PROBLEM A - Reproduce the rows word for word, between the line holding "query | louvered belfry window" and the final line of the rows, inclusive.

TEXT -
Home pricing is a complex subject. Below are some insights on how professional builders determine the details needed to answer that question.
A question builders get from a lot of potential clients is “What’s the per-square-foot cost of your homes?” Some clients arrive armed with numbers gleaned from Internet articles, and their family and friends input on what they think prices should be. Others quote realtors who appraise and advertise houses by the square foot or are looking to make a sale on a property.
It’s an understandable attempt to simplify a complex subject—but when it comes to highly personalized custom homes, this approach is too simple.
Production builders do often price homes by the square foot. What the potential client may not have considered, though, is that these companies are simply product manufacturers. They build the same plans over and over, and at a higher volume. Like car manufacturers, they offer relatively few models and limit the number of options available for each. This allows them to calculate the cost of each model and option to the dollar, leaving little to the imagination.

DATASET RECORDS -
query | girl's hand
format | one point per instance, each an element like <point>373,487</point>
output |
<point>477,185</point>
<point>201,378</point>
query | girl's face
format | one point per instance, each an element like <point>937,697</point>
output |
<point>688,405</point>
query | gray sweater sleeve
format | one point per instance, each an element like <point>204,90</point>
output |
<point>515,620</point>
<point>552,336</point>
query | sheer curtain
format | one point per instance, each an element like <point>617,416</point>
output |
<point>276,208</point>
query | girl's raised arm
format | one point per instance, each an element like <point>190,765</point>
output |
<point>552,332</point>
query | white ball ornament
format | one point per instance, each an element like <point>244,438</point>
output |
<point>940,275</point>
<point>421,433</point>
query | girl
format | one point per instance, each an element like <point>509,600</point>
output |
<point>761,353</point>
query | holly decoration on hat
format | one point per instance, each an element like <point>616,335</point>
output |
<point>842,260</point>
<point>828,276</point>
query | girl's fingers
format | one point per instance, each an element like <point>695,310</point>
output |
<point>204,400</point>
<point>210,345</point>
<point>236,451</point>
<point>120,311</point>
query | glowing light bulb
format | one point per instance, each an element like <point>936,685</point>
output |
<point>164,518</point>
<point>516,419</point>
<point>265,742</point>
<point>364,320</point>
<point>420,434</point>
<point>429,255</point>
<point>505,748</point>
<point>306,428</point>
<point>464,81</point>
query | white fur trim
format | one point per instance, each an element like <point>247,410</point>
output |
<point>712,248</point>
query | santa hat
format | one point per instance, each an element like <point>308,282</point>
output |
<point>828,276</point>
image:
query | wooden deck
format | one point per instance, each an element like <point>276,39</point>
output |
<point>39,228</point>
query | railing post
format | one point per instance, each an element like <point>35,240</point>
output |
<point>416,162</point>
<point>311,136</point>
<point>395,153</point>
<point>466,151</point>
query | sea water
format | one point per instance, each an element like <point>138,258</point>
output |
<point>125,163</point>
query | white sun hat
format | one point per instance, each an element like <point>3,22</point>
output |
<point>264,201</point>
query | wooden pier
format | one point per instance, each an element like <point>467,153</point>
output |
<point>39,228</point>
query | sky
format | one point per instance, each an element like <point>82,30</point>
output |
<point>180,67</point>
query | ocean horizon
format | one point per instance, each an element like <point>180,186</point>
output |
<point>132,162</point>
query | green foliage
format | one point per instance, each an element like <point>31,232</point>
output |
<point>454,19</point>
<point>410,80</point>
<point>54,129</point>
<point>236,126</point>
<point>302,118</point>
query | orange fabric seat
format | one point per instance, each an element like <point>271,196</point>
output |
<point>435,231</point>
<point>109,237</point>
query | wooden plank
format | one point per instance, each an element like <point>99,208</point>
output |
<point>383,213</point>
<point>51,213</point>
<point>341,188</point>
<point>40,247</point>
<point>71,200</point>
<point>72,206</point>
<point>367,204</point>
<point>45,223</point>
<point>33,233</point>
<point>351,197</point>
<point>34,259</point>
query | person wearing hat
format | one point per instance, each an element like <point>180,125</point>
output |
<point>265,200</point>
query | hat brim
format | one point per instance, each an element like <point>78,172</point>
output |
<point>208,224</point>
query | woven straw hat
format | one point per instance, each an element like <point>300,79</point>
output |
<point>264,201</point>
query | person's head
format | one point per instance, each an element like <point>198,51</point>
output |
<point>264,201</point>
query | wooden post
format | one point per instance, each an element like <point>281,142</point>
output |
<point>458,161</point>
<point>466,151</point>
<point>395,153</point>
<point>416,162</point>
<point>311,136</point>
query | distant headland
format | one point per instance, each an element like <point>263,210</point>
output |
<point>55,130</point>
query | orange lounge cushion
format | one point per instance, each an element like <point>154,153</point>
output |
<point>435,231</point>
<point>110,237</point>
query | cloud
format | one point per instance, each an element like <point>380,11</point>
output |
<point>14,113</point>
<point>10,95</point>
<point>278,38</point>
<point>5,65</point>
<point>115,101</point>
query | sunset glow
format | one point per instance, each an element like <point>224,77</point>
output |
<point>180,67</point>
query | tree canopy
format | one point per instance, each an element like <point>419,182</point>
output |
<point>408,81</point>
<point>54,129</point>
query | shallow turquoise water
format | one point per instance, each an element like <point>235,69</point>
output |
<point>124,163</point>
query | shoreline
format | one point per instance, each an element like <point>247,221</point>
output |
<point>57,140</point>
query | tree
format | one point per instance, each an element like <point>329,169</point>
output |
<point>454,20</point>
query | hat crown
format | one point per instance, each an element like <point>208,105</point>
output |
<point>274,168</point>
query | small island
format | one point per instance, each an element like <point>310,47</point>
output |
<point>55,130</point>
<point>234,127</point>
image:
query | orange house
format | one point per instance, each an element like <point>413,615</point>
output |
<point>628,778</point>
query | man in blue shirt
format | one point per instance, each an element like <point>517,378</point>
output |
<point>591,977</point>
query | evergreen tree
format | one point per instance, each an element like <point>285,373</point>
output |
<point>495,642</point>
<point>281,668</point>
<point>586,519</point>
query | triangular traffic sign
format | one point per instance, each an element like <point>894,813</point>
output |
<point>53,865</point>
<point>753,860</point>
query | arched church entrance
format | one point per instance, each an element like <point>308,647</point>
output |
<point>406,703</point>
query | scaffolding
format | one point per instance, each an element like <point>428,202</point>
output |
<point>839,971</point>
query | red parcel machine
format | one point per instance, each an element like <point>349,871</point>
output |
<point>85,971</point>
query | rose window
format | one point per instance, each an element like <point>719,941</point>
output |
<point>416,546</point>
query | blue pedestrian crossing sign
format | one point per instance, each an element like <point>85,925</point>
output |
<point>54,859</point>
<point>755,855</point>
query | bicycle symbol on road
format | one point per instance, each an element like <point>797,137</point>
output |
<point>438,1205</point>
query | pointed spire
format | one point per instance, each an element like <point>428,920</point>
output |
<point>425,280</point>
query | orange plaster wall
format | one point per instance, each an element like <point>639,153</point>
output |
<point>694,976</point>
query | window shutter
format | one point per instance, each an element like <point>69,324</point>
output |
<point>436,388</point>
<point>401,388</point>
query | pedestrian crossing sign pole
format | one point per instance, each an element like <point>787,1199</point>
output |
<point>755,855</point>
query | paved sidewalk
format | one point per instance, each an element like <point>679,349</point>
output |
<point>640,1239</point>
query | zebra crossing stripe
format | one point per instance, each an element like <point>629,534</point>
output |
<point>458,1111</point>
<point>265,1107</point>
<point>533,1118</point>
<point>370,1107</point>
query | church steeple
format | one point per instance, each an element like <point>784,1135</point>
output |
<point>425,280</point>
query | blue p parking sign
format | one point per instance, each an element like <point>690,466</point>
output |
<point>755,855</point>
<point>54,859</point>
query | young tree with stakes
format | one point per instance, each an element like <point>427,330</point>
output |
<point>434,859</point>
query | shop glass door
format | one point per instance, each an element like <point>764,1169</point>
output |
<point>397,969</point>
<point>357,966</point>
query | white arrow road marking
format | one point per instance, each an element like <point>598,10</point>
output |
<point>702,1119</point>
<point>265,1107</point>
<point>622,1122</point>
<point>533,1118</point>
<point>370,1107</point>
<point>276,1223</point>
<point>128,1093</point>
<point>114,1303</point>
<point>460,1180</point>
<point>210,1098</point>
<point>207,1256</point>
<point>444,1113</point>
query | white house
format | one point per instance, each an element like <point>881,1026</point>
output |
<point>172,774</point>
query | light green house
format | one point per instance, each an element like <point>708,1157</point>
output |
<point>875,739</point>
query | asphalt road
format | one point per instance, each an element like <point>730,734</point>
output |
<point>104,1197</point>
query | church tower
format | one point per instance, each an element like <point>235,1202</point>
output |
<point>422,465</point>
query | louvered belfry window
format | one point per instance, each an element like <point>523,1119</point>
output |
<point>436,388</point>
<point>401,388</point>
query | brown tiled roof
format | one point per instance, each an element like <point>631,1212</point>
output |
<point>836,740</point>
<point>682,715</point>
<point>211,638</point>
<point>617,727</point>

PROBLEM B - In the text on home pricing, rewrite the span between "Home pricing is" and "is too simple.", inclusive, changing each "clients" to "customers".

WORKED ANSWER A -
query | louvered belfry window
format | one point per instance, each an element like <point>523,1119</point>
output |
<point>436,388</point>
<point>401,388</point>
query | brown tiled roof
format | one point per instance, each an element like <point>631,1212</point>
output |
<point>836,740</point>
<point>682,715</point>
<point>211,638</point>
<point>617,727</point>

WORKED ANSWER B -
Home pricing is a complex subject. Below are some insights on how professional builders determine the details needed to answer that question.
A question builders get from a lot of potential customers is “What’s the per-square-foot cost of your homes?” Some customers arrive armed with numbers gleaned from Internet articles, and their family and friends input on what they think prices should be. Others quote realtors who appraise and advertise houses by the square foot or are looking to make a sale on a property.
It’s an understandable attempt to simplify a complex subject—but when it comes to highly personalized custom homes, this approach is too simple.